= Beginning of Section =

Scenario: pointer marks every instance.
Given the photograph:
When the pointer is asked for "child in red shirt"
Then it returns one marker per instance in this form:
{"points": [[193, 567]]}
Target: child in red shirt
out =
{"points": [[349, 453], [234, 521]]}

= End of Section =

Could you write out all of the entries precisely as they stand?

### THE COMPLETED TASK:
Scenario: pointer marks every instance.
Given the photograph:
When the pointer is asked for "child in red shirt"
Then it returns one marker per instance in this form:
{"points": [[193, 567]]}
Target: child in red shirt
out =
{"points": [[349, 453], [234, 521]]}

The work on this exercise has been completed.